What you will do:
Each line below with the word "green" needs to be copied.

Extracted material:
:::

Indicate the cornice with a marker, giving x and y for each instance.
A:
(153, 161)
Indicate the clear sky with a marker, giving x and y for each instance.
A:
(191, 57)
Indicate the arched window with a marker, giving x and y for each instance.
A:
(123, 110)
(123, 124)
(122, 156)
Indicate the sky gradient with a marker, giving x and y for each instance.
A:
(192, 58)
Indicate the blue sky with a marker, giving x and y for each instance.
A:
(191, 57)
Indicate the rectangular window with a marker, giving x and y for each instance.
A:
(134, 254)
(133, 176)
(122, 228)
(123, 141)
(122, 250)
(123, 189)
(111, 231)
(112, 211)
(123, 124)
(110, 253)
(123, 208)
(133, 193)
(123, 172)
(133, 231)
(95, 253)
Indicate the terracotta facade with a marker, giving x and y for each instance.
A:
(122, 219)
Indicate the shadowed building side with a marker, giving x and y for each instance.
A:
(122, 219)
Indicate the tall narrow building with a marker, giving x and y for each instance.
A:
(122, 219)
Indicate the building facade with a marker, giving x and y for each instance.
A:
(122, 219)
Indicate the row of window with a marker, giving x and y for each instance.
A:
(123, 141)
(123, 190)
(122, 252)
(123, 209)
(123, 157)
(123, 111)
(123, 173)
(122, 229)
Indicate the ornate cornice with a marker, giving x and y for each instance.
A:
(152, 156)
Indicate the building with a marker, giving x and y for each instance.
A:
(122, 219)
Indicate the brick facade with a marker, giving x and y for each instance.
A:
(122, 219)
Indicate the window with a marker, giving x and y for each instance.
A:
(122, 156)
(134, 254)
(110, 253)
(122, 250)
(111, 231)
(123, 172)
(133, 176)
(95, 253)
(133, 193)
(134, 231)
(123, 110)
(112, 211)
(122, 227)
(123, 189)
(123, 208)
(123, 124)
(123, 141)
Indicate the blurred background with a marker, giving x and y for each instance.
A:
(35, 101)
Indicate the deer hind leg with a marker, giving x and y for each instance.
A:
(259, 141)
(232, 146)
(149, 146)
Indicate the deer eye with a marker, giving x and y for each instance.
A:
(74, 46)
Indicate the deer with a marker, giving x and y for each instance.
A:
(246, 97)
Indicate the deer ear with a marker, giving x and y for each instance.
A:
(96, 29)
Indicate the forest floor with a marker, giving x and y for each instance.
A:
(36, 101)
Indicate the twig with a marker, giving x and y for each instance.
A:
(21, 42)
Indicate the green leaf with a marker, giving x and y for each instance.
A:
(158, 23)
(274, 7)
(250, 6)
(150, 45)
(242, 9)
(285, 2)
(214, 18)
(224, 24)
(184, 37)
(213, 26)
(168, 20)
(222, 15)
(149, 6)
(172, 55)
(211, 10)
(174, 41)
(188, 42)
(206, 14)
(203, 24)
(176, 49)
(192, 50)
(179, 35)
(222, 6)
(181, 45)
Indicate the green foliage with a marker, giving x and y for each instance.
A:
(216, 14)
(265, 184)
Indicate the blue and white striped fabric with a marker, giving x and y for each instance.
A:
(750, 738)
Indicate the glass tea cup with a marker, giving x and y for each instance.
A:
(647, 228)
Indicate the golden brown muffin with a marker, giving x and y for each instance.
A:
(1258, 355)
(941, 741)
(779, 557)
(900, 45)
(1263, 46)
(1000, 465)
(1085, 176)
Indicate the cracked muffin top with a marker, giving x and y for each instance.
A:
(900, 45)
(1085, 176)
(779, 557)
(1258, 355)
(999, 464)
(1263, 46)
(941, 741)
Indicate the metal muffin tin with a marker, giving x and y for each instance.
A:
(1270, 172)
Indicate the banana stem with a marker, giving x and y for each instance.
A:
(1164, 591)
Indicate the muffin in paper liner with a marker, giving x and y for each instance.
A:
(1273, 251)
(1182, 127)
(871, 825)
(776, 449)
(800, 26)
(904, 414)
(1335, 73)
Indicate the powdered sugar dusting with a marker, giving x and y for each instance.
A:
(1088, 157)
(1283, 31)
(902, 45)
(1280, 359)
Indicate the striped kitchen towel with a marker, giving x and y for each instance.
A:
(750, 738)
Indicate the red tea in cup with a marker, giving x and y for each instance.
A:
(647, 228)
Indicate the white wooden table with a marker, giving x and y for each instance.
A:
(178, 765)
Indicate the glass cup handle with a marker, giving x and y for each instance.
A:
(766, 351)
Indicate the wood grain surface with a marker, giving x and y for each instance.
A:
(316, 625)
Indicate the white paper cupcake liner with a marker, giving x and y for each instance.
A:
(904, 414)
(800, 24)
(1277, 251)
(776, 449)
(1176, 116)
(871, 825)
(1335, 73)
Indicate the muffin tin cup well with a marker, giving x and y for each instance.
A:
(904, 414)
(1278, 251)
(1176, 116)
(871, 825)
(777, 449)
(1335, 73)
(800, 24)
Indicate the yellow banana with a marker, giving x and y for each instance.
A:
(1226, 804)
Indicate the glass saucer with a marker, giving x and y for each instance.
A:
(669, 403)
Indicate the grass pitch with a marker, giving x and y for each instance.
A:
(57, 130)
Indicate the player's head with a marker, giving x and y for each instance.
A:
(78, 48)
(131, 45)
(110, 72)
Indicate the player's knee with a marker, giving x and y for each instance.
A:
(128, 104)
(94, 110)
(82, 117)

:::

Answer section:
Indicate the green leaf with a marker, giving x and y for each instance.
Indicate the green foliage with a marker, giving x and y for each instance.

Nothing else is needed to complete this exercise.